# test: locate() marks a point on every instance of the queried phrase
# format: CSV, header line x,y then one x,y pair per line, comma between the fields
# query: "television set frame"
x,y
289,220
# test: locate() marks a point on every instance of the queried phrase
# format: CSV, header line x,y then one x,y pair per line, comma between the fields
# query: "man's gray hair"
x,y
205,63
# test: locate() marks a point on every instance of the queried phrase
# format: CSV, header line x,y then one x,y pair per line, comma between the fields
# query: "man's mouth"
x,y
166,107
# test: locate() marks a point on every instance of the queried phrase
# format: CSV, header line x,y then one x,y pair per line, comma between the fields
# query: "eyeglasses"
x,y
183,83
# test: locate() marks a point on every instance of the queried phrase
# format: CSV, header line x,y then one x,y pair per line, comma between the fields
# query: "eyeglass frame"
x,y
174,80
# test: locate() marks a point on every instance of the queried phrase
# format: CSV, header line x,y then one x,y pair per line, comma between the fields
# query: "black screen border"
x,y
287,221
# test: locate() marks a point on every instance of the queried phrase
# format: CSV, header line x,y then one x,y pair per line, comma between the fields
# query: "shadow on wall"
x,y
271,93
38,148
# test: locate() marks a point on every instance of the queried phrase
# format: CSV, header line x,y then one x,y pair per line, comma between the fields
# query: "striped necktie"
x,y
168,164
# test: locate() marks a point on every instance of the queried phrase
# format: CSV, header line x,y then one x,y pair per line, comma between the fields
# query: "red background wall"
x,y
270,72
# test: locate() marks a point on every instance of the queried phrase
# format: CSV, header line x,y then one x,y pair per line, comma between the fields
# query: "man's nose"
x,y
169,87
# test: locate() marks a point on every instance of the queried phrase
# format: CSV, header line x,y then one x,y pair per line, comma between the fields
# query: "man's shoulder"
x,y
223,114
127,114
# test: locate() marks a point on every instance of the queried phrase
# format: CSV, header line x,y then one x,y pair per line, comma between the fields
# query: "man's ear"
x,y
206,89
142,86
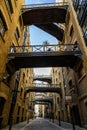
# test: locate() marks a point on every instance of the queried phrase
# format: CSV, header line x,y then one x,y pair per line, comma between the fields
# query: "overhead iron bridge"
x,y
54,88
61,55
43,89
44,78
44,16
45,99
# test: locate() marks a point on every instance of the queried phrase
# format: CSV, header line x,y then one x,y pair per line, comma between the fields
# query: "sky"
x,y
37,36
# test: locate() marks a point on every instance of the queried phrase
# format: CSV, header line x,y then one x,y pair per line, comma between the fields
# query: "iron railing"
x,y
43,85
44,48
42,76
44,5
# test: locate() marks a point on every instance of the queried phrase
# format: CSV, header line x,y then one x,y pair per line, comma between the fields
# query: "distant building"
x,y
75,79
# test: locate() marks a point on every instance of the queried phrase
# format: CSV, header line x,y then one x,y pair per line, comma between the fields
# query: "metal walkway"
x,y
43,89
45,15
44,78
62,55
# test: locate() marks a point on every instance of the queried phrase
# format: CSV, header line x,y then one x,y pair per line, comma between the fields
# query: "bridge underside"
x,y
44,59
44,79
49,100
43,89
41,103
45,17
52,29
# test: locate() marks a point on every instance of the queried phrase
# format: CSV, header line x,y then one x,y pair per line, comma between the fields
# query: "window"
x,y
81,72
9,6
3,26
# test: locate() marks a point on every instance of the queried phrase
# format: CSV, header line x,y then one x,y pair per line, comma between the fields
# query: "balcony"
x,y
62,55
44,16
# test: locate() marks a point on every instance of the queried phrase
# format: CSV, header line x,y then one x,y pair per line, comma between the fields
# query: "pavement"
x,y
43,124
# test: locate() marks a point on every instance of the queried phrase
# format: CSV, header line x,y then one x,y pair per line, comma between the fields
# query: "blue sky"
x,y
39,1
37,36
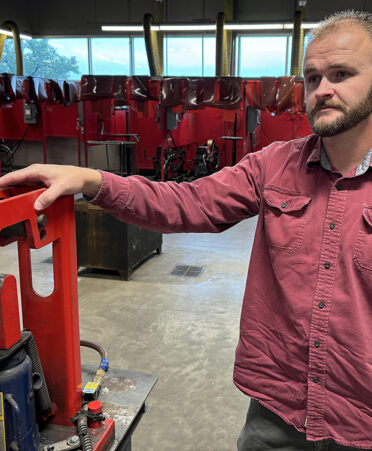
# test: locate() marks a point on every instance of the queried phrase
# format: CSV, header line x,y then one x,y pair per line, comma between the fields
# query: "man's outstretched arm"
x,y
60,180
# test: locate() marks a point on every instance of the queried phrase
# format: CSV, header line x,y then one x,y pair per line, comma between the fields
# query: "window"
x,y
209,57
8,59
110,56
48,58
69,59
262,56
189,56
140,63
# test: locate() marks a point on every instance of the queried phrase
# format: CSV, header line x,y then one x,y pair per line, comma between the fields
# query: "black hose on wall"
x,y
220,44
149,42
296,43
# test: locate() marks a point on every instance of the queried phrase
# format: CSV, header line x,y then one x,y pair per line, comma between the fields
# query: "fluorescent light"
x,y
305,26
187,27
9,33
207,27
262,26
122,28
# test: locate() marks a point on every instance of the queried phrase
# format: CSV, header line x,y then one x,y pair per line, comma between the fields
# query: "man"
x,y
305,348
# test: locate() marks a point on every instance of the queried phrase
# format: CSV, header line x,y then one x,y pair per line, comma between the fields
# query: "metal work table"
x,y
126,154
123,397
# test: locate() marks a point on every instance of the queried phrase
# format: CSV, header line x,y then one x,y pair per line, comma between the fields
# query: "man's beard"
x,y
350,118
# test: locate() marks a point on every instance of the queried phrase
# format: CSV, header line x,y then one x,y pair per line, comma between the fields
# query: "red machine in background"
x,y
47,389
166,115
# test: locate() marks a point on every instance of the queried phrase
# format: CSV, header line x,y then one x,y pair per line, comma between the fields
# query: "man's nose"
x,y
325,89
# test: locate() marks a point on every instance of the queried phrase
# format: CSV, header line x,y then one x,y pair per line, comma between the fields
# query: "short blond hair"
x,y
335,21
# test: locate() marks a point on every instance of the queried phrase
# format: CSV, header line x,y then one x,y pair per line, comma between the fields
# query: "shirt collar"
x,y
318,154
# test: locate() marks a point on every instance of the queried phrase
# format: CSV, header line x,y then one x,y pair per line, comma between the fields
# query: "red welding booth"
x,y
154,114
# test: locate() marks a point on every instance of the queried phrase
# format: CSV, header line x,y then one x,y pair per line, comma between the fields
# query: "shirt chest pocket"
x,y
285,217
363,245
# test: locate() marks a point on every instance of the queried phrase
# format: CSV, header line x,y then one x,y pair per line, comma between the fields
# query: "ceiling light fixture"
x,y
207,27
9,33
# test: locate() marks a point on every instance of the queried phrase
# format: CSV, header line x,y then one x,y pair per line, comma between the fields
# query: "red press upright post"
x,y
53,320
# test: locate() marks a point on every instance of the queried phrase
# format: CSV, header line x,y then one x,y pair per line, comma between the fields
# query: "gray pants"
x,y
265,431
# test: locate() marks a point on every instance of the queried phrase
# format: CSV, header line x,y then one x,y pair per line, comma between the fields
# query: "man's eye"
x,y
313,79
341,74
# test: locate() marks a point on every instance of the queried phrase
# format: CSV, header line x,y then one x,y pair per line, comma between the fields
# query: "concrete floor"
x,y
182,329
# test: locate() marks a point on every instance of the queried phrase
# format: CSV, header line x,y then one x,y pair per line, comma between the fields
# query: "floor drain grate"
x,y
187,271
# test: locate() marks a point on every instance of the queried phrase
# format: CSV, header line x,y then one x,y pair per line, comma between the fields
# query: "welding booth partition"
x,y
166,112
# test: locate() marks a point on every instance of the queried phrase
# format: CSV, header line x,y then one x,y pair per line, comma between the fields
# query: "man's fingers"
x,y
48,197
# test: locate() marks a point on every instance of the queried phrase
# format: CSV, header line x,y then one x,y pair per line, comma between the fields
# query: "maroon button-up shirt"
x,y
305,348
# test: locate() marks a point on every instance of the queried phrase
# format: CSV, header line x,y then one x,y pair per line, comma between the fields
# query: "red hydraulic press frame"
x,y
54,319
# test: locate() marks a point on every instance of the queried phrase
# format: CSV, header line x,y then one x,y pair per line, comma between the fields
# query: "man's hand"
x,y
60,180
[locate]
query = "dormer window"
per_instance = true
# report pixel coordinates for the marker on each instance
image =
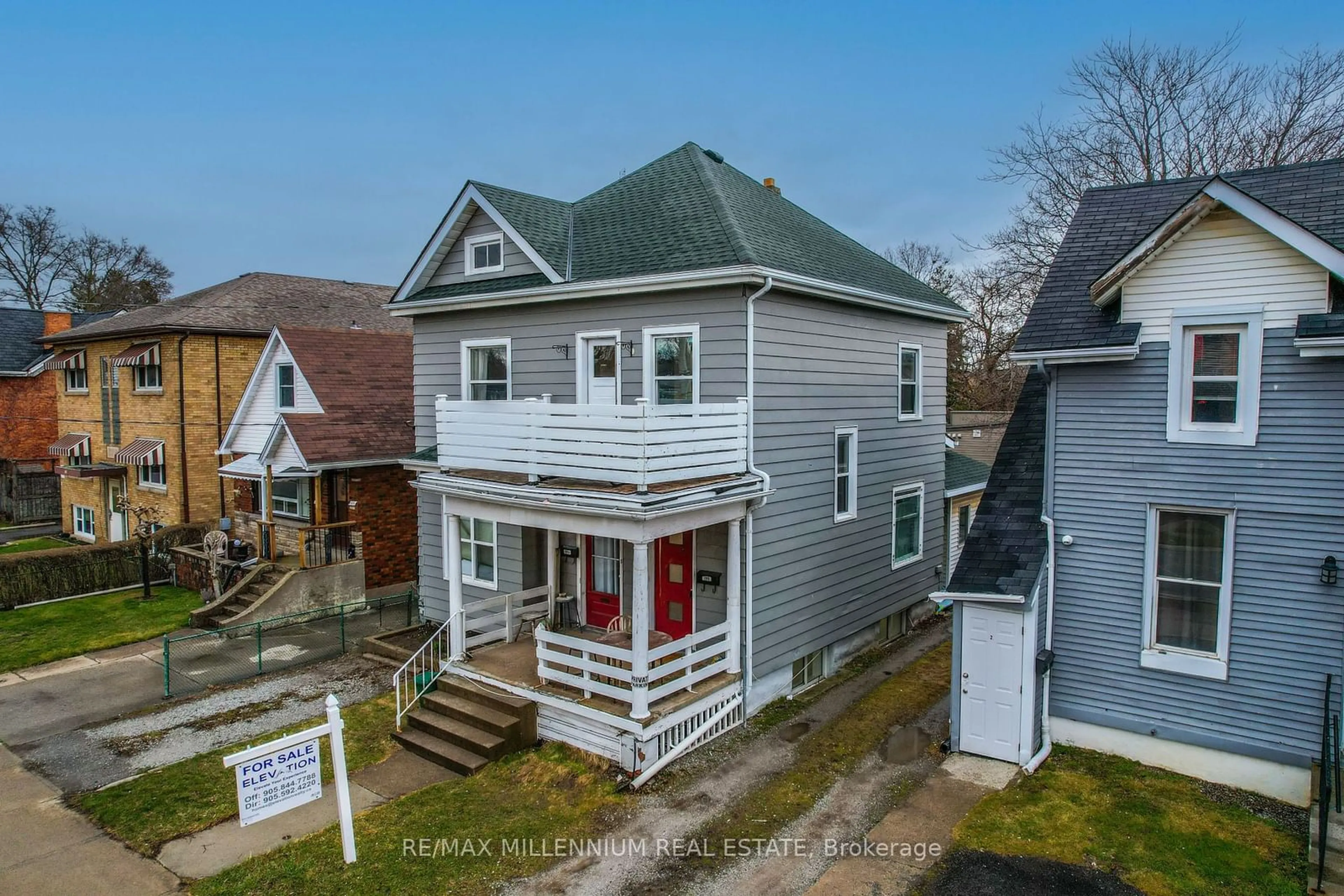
(486, 254)
(286, 386)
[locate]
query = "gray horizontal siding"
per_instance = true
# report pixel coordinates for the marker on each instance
(538, 367)
(454, 267)
(433, 586)
(1112, 460)
(822, 366)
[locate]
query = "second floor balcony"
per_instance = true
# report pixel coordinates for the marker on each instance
(638, 445)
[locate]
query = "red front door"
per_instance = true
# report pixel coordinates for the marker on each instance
(603, 594)
(672, 589)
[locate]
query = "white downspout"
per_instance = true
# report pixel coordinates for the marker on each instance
(1048, 502)
(749, 664)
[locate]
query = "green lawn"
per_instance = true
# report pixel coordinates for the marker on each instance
(534, 797)
(197, 793)
(1155, 829)
(41, 543)
(30, 636)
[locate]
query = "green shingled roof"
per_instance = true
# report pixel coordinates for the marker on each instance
(960, 471)
(690, 211)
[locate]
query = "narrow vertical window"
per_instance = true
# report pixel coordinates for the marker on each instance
(846, 473)
(286, 386)
(912, 386)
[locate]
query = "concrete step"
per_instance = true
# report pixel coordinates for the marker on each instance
(500, 725)
(440, 752)
(457, 733)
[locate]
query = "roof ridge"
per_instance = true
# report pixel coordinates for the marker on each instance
(732, 229)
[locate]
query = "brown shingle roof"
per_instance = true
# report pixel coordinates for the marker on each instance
(253, 304)
(363, 382)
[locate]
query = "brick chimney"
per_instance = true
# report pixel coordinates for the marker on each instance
(54, 323)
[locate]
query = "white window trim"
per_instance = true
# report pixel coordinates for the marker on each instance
(685, 330)
(468, 344)
(904, 491)
(853, 514)
(75, 523)
(468, 579)
(470, 248)
(918, 350)
(294, 386)
(581, 342)
(1249, 387)
(1189, 663)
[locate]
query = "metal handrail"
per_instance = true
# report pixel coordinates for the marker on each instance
(432, 659)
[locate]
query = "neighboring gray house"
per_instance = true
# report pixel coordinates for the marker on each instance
(683, 408)
(1176, 456)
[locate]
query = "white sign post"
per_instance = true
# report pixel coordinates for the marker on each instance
(287, 773)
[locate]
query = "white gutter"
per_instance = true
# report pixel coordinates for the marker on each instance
(1077, 355)
(1048, 508)
(748, 667)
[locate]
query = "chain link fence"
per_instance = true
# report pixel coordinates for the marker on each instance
(233, 653)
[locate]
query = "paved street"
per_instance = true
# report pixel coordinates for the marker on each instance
(51, 849)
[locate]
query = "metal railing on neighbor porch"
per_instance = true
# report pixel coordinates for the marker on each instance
(222, 656)
(328, 544)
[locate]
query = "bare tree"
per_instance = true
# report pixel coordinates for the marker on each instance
(34, 256)
(1148, 113)
(107, 276)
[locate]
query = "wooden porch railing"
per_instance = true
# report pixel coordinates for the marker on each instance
(328, 544)
(605, 670)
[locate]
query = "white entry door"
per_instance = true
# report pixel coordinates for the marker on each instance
(600, 382)
(991, 682)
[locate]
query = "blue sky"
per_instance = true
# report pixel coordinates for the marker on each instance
(330, 139)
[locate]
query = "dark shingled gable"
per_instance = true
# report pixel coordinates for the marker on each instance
(1007, 542)
(1111, 221)
(689, 211)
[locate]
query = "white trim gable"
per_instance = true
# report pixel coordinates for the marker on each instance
(261, 390)
(449, 230)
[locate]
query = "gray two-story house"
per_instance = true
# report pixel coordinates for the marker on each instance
(1154, 569)
(682, 452)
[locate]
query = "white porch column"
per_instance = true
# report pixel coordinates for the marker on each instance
(553, 571)
(457, 622)
(734, 576)
(640, 633)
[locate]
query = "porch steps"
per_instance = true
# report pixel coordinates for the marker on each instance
(463, 726)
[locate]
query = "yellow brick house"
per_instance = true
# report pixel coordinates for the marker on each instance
(148, 394)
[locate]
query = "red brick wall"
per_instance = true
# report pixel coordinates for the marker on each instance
(385, 506)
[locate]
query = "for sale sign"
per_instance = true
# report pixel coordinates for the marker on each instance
(277, 782)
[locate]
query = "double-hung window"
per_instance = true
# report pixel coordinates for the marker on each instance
(1214, 375)
(672, 365)
(906, 524)
(847, 473)
(1189, 592)
(84, 523)
(479, 549)
(912, 383)
(148, 378)
(284, 386)
(291, 498)
(484, 254)
(487, 370)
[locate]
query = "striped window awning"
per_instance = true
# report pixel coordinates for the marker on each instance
(70, 360)
(142, 453)
(72, 445)
(142, 355)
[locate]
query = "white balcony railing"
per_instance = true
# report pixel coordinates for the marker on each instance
(638, 445)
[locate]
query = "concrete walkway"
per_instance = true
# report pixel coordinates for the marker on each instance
(227, 844)
(917, 833)
(51, 849)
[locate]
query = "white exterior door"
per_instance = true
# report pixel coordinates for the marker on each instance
(598, 379)
(991, 682)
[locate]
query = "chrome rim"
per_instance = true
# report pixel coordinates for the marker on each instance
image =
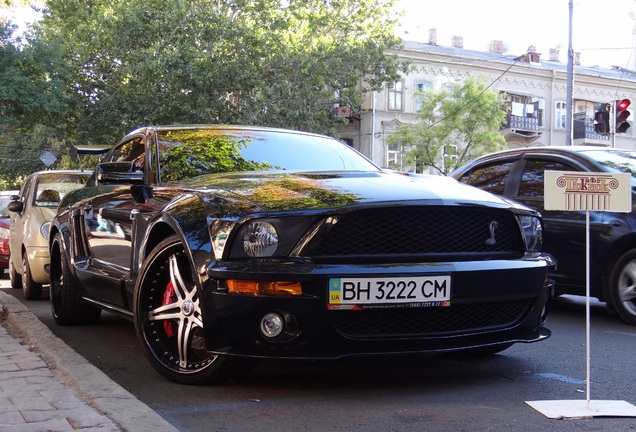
(171, 315)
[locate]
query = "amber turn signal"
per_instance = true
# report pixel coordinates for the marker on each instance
(236, 286)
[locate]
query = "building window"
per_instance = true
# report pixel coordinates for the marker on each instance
(395, 96)
(393, 156)
(560, 115)
(420, 87)
(525, 112)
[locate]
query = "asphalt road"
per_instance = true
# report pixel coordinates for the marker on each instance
(415, 393)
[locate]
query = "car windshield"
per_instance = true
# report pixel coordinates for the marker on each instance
(188, 153)
(4, 200)
(615, 161)
(52, 187)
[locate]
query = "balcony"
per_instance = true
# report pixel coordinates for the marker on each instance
(521, 126)
(583, 131)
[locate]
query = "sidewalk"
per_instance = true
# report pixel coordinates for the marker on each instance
(46, 386)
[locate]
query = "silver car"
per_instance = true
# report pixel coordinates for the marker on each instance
(31, 213)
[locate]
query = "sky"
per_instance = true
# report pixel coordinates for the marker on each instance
(602, 30)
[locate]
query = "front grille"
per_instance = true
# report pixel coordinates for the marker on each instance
(429, 321)
(423, 230)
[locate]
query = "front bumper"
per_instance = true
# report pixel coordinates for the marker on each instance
(492, 303)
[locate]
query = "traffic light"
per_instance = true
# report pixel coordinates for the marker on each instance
(622, 115)
(601, 119)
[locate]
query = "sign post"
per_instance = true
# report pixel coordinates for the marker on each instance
(584, 191)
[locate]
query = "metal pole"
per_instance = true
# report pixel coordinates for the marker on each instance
(570, 78)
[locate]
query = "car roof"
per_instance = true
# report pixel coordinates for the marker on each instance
(556, 149)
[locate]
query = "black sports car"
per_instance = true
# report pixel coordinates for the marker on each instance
(227, 244)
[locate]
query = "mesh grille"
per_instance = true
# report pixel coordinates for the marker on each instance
(426, 230)
(430, 321)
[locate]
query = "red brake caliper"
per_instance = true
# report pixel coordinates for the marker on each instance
(168, 297)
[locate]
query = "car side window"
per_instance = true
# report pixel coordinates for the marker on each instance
(533, 177)
(491, 178)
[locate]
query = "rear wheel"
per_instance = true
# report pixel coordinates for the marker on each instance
(32, 290)
(623, 287)
(66, 302)
(169, 322)
(14, 277)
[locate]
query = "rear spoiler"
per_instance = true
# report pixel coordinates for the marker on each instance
(92, 149)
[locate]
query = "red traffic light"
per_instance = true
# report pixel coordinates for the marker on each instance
(621, 116)
(623, 105)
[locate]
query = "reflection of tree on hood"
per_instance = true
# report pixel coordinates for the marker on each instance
(187, 154)
(283, 192)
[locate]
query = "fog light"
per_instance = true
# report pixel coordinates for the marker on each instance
(272, 325)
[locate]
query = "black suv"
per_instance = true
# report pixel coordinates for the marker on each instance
(518, 174)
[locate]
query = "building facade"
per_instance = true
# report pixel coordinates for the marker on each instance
(536, 90)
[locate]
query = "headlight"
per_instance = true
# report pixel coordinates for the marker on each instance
(532, 231)
(260, 239)
(45, 229)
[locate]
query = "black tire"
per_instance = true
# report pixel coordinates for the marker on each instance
(622, 291)
(32, 290)
(160, 327)
(14, 278)
(66, 302)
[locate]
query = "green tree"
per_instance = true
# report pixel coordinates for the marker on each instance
(264, 62)
(33, 104)
(466, 118)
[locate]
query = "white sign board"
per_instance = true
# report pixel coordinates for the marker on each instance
(576, 191)
(583, 191)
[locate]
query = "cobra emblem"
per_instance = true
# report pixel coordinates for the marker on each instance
(492, 240)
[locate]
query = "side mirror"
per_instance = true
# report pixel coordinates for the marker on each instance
(15, 206)
(119, 173)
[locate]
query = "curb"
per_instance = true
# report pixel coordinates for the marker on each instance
(74, 371)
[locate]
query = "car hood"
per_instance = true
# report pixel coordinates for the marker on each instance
(313, 191)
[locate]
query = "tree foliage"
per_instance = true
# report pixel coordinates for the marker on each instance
(266, 62)
(34, 102)
(466, 115)
(92, 70)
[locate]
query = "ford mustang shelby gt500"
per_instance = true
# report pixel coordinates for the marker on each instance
(226, 244)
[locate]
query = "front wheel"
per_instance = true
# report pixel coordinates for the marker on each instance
(623, 287)
(32, 290)
(67, 304)
(169, 322)
(14, 277)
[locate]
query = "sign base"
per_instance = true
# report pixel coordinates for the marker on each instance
(562, 409)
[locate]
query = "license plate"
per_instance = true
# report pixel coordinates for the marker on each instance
(435, 290)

= = = = =

HOW TO COMPLETE THIS TASK → A complete answer lists every line of the listing above that holds the word "gable".

WRITTEN SOLUTION →
query = "dark shingled gable"
query = "white trim gable"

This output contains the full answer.